WHAT IS ASKED:
Copy all of the records below word for word, leaving out the pictures.

RECORDS FOR THIS EXERCISE:
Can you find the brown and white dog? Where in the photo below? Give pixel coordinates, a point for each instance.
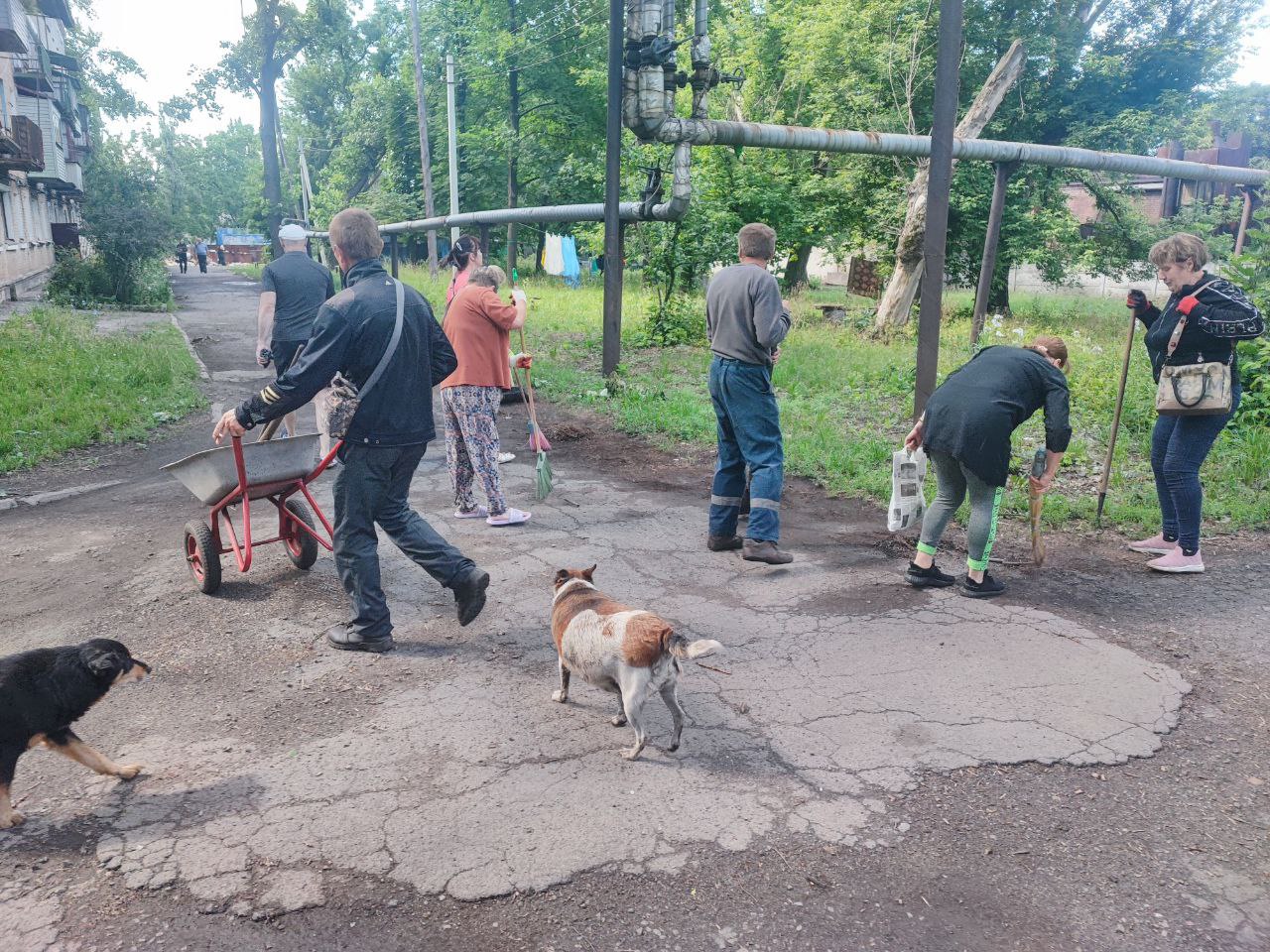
(619, 649)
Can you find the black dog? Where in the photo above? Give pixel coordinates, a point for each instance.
(44, 692)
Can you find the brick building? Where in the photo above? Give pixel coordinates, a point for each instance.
(45, 139)
(1159, 198)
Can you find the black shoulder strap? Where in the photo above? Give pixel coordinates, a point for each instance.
(393, 341)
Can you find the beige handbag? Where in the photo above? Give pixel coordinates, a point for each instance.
(1194, 389)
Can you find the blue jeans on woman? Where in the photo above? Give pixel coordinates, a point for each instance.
(1179, 445)
(749, 433)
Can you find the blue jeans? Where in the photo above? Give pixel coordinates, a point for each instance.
(372, 486)
(749, 434)
(1179, 445)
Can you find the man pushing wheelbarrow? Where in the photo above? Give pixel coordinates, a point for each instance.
(384, 341)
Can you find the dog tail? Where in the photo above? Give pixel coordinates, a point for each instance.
(689, 651)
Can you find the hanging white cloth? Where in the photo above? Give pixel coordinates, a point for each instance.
(553, 255)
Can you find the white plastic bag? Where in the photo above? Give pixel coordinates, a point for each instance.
(907, 499)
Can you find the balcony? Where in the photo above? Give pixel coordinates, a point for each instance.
(59, 10)
(46, 116)
(30, 155)
(73, 179)
(13, 27)
(33, 72)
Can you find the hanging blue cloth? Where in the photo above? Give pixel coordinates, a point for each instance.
(572, 270)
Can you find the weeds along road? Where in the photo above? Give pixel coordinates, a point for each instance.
(1080, 766)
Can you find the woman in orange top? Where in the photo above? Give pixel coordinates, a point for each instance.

THE REPLY:
Can you find the brown and white dog? Where in the photo below? Give pixel coordinates, a point for each instance.
(619, 649)
Can you find the black dog? Where in the photo above? Give pixel coordinates, a point for each instance.
(44, 692)
Can you find the brick building? Where in the photo above? Give pixel coordinates, a point for each instance.
(45, 139)
(1159, 198)
Can you find the black shoulder strap? Where in the photo above? Give pixel coordinates, a point for each instance.
(393, 341)
Can you find the beige handbag? Where in the photo above? Give pixel coordinates, a point for each instance.
(1194, 389)
Can you find the blue jeans on woman? Where in the photo above? Give pixel coordinates, a point for each instance.
(1179, 445)
(749, 433)
Can you find the blue jeans? Where in the photo above? Give pixel coordinates, a point for each instance.
(372, 486)
(749, 434)
(1179, 445)
Can you find the man pushing wheelbarrow? Where in the photo above? Give pixel coordinates, a point for each instance.
(384, 341)
Can you find the dog tail? Where in the photo above? Give pixel coordinates, a point for each instance.
(689, 651)
Can you find the hanging white cloth? Where in the photo above? Give pixel coordinates, a point for each instance.
(553, 255)
Can you find the white plastic bag? Where in the photo above? Give pixel coordinates, a point for each instance.
(907, 499)
Can you find the balcony? Where in the photo above? Give pixel coordinates, a point for each instance.
(59, 10)
(46, 116)
(30, 155)
(73, 179)
(13, 27)
(33, 72)
Can you find the hanging blue cloth? Where in the photo above? Give pixel coordinates, a point for each instance.
(572, 270)
Can you find the weeds along road? Where in the photo above? Give pixel coordinates, a point for each instance.
(1080, 766)
Can you find the woman in orange top? Where in the photo above? Give pixel coordinates, a point for each instance.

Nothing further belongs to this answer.